- **Selected text**:
Posted on 07/26/2020 9:38:12 AM PDT by SunkenCiv
The research, a collaboration between the University of Roehampton, the University of Cambridge and several other institutions, combined archeological data with palaeoclimatic reconstructions to show for the first time that climate dramatically impacted the migration of people across Europe, causing a dramatic slowdown between 6,100 BCE and 4,500 BCE.
The research team, including Dr. Lia Betti, Senior Lecturer of the University of Roehampton, assembled a large database of the first arrival dates of Neolithic farmers across the continent and studied the speed of their migration in relation to climatic reconstructions of the time. They also re-analysed ancient DNA data to understand the interaction between early farmers and local hunter-gatherers.

Referring expression pointing data:
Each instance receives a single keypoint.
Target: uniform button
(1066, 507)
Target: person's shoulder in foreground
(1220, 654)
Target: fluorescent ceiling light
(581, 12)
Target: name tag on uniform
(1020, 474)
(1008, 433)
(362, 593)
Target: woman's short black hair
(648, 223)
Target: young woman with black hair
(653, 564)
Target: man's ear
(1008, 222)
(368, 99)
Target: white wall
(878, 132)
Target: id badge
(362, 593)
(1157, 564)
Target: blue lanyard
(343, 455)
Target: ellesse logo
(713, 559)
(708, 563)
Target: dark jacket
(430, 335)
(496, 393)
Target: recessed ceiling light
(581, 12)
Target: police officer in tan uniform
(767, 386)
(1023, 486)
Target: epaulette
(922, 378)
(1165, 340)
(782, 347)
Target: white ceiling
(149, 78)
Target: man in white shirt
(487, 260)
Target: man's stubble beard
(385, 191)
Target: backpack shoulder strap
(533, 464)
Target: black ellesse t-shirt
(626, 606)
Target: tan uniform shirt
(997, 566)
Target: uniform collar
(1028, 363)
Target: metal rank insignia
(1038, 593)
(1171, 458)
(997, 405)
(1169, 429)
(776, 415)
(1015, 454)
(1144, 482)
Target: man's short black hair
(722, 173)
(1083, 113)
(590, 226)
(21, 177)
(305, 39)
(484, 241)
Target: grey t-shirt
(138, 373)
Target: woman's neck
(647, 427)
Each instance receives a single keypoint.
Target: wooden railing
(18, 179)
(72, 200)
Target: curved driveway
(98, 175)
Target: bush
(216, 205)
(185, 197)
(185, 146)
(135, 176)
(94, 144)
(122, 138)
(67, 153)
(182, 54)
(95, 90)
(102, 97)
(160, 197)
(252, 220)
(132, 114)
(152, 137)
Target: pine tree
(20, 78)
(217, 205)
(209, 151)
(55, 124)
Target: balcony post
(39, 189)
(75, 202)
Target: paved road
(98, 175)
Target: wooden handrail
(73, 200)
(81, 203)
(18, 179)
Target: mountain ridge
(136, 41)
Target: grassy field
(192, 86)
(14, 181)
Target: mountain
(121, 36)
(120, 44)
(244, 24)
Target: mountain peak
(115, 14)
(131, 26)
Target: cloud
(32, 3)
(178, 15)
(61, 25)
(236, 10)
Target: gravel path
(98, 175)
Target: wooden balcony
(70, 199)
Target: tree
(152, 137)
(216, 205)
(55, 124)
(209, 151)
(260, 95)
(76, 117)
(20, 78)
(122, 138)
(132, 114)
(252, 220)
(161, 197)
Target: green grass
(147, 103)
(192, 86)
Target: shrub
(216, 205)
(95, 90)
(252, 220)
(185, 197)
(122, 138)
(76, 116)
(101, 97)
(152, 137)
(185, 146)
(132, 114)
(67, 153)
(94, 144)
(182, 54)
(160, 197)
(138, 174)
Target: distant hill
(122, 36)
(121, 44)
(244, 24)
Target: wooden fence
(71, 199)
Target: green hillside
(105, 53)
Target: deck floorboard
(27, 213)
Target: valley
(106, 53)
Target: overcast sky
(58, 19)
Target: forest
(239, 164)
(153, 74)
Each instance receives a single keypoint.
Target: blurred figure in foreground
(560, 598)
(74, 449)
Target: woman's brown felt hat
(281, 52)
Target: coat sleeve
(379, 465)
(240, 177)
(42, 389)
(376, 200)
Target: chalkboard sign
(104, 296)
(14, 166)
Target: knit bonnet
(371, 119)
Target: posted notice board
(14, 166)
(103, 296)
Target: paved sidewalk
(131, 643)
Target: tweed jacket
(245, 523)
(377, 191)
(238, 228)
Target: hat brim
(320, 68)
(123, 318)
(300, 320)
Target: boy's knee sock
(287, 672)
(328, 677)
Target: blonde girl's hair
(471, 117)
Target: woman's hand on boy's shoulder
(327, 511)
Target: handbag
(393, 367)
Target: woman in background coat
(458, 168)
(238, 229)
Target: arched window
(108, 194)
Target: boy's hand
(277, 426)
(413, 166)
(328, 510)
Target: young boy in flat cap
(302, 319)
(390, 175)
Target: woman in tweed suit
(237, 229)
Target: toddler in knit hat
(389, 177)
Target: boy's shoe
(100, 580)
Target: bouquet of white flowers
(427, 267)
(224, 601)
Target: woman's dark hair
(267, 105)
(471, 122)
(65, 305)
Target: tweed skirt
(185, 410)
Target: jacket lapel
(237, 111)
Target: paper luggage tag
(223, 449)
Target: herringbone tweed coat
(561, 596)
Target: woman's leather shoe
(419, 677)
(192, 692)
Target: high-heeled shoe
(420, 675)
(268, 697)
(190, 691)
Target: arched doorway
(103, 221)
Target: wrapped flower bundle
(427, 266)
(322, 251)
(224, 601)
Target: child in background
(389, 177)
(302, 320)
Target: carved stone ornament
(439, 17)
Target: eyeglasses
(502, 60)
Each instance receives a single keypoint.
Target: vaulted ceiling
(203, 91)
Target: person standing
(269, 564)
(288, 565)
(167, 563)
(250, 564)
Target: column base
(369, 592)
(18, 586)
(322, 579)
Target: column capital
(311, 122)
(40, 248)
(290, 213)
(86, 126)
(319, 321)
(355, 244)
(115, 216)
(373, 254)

- **What to work on**:
In the post on Neolithic farmers' migration across Europe, between which years did the climate-driven slowdown take place? The records are unrelated to the text and form separate material.

- **Solved problem**:
Between 6,100 BCE and 4,500 BCE.